Excerpts of pointing data:
— Begin —
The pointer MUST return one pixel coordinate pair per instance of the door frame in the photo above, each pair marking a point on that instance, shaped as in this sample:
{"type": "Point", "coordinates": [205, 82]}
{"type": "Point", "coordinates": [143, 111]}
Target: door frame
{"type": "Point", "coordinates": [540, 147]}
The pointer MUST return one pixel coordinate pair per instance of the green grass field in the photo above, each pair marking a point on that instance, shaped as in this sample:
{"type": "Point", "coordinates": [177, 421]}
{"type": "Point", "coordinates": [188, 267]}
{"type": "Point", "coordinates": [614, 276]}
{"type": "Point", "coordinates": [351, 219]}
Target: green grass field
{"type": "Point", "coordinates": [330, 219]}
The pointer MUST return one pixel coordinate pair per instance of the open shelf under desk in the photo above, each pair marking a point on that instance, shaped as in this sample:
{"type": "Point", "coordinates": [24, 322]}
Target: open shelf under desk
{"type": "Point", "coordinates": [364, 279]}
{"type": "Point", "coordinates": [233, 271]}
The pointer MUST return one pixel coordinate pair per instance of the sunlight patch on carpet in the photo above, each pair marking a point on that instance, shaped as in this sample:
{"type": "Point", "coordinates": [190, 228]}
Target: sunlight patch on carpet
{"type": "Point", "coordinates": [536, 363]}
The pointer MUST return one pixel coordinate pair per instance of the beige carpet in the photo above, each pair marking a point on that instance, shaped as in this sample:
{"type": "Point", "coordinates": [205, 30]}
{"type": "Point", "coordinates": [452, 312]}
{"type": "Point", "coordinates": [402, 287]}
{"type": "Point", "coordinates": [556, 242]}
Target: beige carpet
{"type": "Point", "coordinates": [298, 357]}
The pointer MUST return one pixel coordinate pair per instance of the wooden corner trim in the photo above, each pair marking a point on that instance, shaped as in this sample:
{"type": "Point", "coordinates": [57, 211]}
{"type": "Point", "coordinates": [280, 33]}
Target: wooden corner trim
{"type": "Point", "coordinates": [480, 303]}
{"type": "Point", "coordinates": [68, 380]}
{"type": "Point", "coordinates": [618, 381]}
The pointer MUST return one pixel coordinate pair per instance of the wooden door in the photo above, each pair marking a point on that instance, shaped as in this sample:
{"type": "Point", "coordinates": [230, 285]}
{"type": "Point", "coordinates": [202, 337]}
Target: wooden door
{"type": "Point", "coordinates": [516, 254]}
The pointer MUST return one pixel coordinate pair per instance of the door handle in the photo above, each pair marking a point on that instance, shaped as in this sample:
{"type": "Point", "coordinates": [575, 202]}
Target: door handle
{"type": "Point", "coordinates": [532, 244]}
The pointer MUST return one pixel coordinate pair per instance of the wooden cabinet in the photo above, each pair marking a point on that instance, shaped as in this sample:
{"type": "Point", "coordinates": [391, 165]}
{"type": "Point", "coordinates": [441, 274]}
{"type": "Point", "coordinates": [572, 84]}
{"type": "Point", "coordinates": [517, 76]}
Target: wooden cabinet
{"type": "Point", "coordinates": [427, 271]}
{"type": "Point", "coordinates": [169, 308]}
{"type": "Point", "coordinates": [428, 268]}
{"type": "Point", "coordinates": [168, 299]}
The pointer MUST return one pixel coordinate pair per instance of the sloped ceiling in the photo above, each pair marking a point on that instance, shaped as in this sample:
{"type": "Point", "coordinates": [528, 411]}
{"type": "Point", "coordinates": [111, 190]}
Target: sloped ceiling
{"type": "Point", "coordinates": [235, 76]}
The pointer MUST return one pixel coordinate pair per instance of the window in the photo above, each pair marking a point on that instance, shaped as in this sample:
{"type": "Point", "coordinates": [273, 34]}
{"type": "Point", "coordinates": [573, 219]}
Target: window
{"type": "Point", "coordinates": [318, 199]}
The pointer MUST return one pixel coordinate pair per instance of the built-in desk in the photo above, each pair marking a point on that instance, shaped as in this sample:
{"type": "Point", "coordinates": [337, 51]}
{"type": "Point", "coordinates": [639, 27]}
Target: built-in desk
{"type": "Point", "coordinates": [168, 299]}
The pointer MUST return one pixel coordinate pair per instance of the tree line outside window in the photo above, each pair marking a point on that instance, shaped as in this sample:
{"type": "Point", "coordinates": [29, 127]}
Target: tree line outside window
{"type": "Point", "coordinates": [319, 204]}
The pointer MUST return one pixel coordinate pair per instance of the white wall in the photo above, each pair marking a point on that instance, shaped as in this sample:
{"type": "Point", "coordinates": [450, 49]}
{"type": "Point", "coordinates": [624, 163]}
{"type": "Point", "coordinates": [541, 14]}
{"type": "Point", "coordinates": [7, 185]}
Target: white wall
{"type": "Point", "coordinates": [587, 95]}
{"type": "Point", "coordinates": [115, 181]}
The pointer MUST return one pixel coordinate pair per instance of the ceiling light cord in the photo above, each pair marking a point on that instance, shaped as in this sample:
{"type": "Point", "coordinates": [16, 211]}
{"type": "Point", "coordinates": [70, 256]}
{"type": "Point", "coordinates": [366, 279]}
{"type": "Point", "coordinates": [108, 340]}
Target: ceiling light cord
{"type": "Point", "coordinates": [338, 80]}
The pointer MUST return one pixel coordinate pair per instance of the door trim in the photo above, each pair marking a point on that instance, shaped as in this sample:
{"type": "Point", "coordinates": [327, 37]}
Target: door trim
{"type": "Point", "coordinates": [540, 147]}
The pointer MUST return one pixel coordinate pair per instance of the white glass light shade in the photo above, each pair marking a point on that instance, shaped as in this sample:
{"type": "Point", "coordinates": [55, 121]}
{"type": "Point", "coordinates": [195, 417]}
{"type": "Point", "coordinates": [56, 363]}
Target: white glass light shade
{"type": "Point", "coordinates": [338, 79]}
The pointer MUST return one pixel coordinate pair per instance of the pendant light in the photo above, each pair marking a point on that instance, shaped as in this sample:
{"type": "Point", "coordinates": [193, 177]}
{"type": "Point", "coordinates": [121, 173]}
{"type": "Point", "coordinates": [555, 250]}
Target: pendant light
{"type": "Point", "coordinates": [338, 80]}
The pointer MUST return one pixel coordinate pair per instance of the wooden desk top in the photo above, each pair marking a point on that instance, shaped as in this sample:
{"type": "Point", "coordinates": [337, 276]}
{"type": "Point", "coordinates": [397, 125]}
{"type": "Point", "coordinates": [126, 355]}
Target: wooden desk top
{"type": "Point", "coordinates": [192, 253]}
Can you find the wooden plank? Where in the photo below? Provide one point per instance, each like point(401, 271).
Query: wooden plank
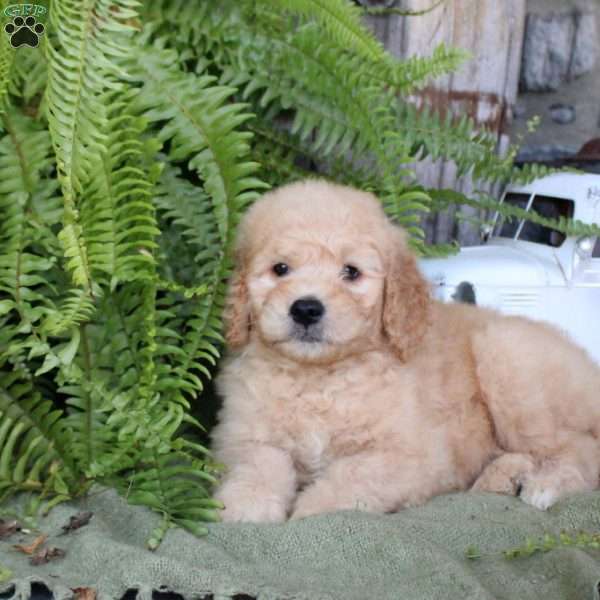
— End —
## PROBLEM DESCRIPTION
Reproduce the lines from the one containing "of the pendant" through the end of the lines, shifting every answer coordinate by adding 139 to each number. Leave the pictures out.

## RESPONSE
The pointer MUST return one pixel coordinate pair per instance of the pendant light in the photo above, each pair marking a point on that instance, shaped as in this sample:
{"type": "Point", "coordinates": [193, 177]}
{"type": "Point", "coordinates": [121, 173]}
{"type": "Point", "coordinates": [555, 250]}
Target: pendant light
{"type": "Point", "coordinates": [477, 219]}
The pointer MUST return one pixel coordinate pair per instance of the wooden desk top in the photo above, each pair marking a point on that instance, shaped as in this sample:
{"type": "Point", "coordinates": [337, 276]}
{"type": "Point", "coordinates": [397, 125]}
{"type": "Point", "coordinates": [126, 355]}
Target: wooden desk top
{"type": "Point", "coordinates": [331, 392]}
Can you find the wooden plank? Where in the photo below? Provide one point per instance, each like point(401, 271).
Query: wooden plank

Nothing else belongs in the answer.